**Provided records**
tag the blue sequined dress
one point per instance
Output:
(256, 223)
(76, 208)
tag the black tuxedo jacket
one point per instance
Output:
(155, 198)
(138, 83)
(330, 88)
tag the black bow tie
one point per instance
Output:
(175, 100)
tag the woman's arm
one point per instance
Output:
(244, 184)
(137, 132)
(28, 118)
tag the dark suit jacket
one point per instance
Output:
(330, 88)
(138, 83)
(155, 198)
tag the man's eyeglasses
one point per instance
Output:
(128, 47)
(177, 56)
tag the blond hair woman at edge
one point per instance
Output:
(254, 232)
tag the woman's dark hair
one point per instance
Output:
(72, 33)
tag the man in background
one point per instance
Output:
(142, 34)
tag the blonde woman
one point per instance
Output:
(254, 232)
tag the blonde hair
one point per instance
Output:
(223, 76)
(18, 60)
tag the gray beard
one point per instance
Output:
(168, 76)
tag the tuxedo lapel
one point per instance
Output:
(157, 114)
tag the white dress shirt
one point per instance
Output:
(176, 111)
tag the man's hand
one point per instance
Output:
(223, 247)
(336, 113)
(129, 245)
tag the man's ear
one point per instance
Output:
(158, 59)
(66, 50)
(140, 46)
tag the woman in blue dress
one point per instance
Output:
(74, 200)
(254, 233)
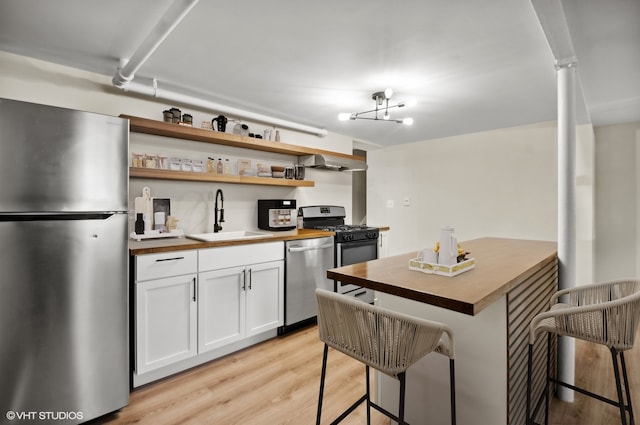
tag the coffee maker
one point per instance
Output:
(277, 214)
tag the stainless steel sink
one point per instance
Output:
(229, 236)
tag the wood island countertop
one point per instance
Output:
(500, 265)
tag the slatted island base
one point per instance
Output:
(489, 309)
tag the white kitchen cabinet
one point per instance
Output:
(166, 311)
(241, 301)
(222, 307)
(265, 297)
(166, 317)
(196, 305)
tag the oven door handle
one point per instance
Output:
(309, 248)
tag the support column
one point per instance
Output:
(566, 76)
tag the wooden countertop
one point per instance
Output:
(500, 265)
(179, 244)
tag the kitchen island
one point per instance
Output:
(489, 309)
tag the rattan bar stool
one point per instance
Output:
(386, 340)
(605, 313)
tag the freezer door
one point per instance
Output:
(54, 159)
(64, 316)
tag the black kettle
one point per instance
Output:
(221, 121)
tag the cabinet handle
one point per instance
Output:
(194, 289)
(169, 259)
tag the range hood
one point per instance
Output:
(331, 162)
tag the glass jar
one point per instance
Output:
(137, 160)
(150, 161)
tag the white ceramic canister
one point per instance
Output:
(448, 254)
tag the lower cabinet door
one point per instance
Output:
(166, 321)
(265, 297)
(221, 309)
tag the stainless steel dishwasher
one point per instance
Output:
(306, 264)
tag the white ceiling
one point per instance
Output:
(471, 65)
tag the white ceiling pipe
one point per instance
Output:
(219, 108)
(123, 78)
(163, 28)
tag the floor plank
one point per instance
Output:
(277, 382)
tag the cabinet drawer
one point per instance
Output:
(239, 255)
(154, 266)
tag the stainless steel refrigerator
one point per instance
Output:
(63, 264)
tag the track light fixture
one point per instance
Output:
(381, 112)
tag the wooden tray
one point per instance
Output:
(441, 269)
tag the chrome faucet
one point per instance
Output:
(216, 223)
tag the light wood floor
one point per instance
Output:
(277, 382)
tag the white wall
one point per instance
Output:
(500, 183)
(42, 82)
(617, 194)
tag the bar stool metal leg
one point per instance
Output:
(368, 396)
(322, 376)
(403, 381)
(616, 373)
(626, 387)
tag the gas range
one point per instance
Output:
(353, 243)
(351, 232)
(331, 218)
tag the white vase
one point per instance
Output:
(448, 247)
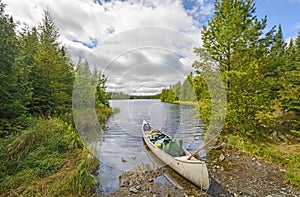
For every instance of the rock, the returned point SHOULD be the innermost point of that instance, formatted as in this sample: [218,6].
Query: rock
[274,133]
[133,190]
[218,147]
[133,157]
[221,157]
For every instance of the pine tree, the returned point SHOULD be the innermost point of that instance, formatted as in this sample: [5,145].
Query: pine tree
[51,74]
[13,94]
[234,39]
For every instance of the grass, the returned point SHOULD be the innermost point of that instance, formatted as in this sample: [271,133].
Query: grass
[47,159]
[282,153]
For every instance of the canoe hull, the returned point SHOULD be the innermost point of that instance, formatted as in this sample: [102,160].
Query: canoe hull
[193,170]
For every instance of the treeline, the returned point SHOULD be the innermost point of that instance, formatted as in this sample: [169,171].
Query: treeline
[36,74]
[41,152]
[121,95]
[180,92]
[260,70]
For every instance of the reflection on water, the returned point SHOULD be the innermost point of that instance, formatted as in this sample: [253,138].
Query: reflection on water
[121,147]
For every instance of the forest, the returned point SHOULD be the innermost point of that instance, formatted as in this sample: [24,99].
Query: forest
[261,73]
[41,152]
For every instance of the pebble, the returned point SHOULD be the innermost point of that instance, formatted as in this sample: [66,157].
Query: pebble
[133,190]
[221,157]
[133,157]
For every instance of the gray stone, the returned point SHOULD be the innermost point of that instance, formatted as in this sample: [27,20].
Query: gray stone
[221,157]
[133,190]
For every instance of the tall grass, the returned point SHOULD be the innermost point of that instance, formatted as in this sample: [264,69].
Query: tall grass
[47,159]
[283,153]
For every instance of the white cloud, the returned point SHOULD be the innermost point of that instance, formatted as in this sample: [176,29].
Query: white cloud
[297,26]
[117,26]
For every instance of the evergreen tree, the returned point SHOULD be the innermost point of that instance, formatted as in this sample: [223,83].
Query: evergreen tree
[234,39]
[13,94]
[51,74]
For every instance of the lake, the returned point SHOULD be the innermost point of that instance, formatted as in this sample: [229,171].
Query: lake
[121,145]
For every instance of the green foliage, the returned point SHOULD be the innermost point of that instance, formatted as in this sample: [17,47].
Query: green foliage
[51,74]
[49,155]
[168,96]
[285,155]
[90,103]
[13,91]
[180,92]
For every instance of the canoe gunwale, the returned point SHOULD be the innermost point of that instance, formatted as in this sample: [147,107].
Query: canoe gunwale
[181,165]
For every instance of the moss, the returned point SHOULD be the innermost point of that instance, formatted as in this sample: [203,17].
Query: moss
[283,153]
[47,159]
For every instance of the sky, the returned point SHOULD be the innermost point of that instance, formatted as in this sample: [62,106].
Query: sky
[141,46]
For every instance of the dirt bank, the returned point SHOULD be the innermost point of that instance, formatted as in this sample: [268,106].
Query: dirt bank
[232,174]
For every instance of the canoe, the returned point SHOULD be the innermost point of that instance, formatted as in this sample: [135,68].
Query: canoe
[193,170]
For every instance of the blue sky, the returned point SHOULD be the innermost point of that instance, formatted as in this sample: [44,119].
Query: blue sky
[86,26]
[284,12]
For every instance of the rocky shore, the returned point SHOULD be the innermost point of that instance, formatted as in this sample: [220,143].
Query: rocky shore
[232,174]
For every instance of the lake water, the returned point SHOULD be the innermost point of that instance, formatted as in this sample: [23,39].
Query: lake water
[121,146]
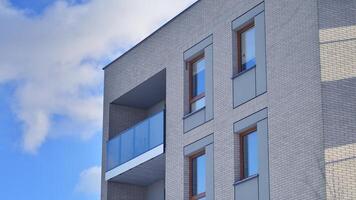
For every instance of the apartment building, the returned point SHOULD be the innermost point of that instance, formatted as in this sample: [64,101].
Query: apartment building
[236,100]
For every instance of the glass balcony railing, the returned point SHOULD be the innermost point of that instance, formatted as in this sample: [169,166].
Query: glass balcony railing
[135,141]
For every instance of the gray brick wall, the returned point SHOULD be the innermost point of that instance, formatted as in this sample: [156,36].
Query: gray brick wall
[300,122]
[337,30]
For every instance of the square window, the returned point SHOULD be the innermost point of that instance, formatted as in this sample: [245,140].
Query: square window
[198,176]
[246,37]
[197,83]
[249,153]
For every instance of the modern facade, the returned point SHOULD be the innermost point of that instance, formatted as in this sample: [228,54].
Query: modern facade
[236,99]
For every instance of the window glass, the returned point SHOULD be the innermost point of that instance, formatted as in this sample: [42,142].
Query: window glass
[196,105]
[198,77]
[198,175]
[248,57]
[250,154]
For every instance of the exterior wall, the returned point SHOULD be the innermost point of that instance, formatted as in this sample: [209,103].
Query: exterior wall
[337,31]
[155,191]
[294,100]
[300,122]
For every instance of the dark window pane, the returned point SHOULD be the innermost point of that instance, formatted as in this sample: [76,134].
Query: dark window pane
[156,129]
[196,105]
[248,57]
[198,77]
[141,138]
[127,146]
[198,174]
[250,148]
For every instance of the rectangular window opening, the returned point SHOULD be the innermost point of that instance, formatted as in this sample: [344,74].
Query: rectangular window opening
[246,47]
[197,179]
[248,153]
[197,83]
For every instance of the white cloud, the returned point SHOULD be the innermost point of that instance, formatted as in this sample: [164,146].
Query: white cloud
[53,58]
[89,181]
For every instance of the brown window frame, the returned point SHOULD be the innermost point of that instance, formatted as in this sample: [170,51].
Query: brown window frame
[242,157]
[191,196]
[190,68]
[239,48]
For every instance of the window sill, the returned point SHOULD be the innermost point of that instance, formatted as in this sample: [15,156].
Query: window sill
[245,179]
[192,113]
[243,72]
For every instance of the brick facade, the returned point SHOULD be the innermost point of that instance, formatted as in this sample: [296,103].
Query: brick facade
[311,96]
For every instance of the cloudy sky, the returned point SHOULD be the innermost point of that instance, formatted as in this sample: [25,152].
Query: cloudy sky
[51,83]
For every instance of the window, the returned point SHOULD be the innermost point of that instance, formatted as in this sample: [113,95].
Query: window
[197,176]
[246,47]
[197,83]
[249,153]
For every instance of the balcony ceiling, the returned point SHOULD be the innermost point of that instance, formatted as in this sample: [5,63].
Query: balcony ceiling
[144,174]
[147,94]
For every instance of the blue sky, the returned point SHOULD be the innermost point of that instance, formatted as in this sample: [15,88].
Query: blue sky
[51,86]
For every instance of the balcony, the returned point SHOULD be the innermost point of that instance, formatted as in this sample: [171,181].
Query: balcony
[135,146]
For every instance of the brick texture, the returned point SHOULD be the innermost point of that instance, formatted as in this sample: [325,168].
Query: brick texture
[311,97]
[337,30]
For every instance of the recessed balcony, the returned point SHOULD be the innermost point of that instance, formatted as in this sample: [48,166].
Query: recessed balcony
[135,151]
[135,146]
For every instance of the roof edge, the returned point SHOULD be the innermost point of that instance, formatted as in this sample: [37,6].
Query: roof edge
[165,24]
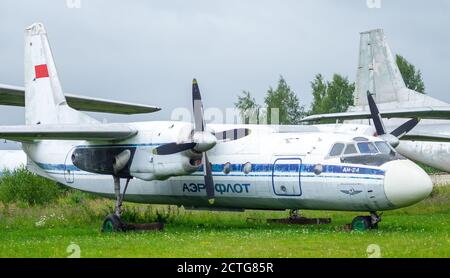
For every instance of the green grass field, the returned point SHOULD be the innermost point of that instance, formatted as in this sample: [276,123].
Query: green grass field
[48,230]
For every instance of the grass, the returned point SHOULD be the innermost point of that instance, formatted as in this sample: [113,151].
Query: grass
[48,231]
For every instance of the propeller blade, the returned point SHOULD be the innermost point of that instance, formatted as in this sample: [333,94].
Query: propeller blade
[232,134]
[197,104]
[376,117]
[173,148]
[209,182]
[405,128]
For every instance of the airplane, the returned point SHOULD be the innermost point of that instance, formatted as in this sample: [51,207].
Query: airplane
[429,141]
[11,160]
[203,166]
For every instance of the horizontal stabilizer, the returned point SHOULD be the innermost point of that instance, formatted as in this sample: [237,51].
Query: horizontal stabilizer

**About this exercise**
How many lines in the records above contain the word "steel"? Give only the number.

**Answer area**
3